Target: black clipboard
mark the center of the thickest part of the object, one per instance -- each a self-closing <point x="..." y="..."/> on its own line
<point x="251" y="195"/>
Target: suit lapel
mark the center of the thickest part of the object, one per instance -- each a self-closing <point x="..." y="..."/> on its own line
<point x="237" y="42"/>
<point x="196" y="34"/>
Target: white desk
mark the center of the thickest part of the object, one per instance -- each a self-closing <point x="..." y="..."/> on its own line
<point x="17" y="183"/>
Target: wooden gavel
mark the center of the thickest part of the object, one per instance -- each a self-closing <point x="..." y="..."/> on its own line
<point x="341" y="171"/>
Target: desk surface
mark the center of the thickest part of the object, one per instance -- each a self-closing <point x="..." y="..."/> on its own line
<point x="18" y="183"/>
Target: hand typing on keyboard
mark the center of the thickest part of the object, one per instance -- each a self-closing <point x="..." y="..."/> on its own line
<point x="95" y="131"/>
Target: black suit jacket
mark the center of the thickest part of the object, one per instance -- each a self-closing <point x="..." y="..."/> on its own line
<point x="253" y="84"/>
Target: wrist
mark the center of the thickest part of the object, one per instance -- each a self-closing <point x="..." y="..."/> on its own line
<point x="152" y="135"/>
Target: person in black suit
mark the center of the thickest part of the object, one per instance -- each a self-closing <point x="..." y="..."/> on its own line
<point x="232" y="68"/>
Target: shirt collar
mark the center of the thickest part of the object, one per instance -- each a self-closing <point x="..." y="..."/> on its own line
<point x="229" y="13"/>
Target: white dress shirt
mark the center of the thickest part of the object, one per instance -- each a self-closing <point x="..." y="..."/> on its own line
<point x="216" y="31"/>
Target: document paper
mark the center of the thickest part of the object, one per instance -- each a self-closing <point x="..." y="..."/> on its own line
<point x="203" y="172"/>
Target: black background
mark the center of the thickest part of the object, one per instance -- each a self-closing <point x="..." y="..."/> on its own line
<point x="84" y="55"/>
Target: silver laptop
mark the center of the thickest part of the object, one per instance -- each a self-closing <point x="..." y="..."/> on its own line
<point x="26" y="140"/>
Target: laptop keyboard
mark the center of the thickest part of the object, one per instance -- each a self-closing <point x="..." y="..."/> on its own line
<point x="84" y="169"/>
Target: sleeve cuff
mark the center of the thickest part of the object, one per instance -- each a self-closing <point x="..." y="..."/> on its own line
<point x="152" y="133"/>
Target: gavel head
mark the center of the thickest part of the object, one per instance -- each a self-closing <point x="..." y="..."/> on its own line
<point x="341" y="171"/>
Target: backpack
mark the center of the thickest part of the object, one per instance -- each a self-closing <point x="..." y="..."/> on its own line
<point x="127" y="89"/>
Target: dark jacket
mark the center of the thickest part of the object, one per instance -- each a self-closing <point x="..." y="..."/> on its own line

What this task involves: From the line containing "Target: black background" through the final line of the listing above, retype every line exactly; leave out everything else.

Written answer:
Target: black background
mark the center of the thickest part of the object, one per instance -- each a self-closing <point x="..." y="..."/> on its own line
<point x="84" y="55"/>
Target: silver laptop
mark the center of the thickest part of the object, one per instance -- each a self-closing <point x="..." y="..."/> on its own line
<point x="26" y="140"/>
Target: laptop keyboard
mark the center of the thickest part of the object, one per instance -- each a self-closing <point x="..." y="..."/> on its own line
<point x="84" y="169"/>
Target: sleeve cuff
mark the center of the thickest part of the object, one per instance -- each a self-closing <point x="..." y="..."/> on its own line
<point x="152" y="133"/>
Target: gavel head
mark the center of the thickest part of the object, one per instance -- each a self-closing <point x="..." y="..."/> on its own line
<point x="341" y="171"/>
Target: backpack
mark the center of the thickest part of the object, one per instance -- each a self-closing <point x="..." y="..."/> on its own line
<point x="127" y="89"/>
Target: dark jacket
mark the center of the thickest part of the object, one per instance -- each a self-closing <point x="..." y="..."/> on its own line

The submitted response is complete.